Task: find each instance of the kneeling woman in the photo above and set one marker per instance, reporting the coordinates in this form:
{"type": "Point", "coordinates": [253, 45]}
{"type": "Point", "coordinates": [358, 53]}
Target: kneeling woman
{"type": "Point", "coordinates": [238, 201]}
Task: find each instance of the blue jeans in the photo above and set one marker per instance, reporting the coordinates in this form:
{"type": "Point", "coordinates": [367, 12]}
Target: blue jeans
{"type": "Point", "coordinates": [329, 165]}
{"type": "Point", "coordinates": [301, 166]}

==

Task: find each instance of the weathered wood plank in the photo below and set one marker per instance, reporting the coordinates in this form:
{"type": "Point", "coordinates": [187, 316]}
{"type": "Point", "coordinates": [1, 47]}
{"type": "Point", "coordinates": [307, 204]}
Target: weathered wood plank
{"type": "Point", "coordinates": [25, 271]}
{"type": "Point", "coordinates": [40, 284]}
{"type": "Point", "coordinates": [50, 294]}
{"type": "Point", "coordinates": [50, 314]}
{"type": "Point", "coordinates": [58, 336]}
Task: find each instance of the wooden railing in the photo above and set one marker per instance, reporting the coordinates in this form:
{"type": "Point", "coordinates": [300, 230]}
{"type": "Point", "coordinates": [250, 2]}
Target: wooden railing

◆ EXERCISE AIM ◆
Rewrite the rows starting with the line that contains "Task: find each instance of the wooden" and going on through the line that contains "Target: wooden railing", swapping "railing" for "banister" and leaving everything else as it is. Give only those lines.

◆ THE RESULT ◆
Task: find each instance of the wooden banister in the photo above and set one marker per instance, reporting the coordinates in this form:
{"type": "Point", "coordinates": [300, 230]}
{"type": "Point", "coordinates": [250, 2]}
Target: wooden banister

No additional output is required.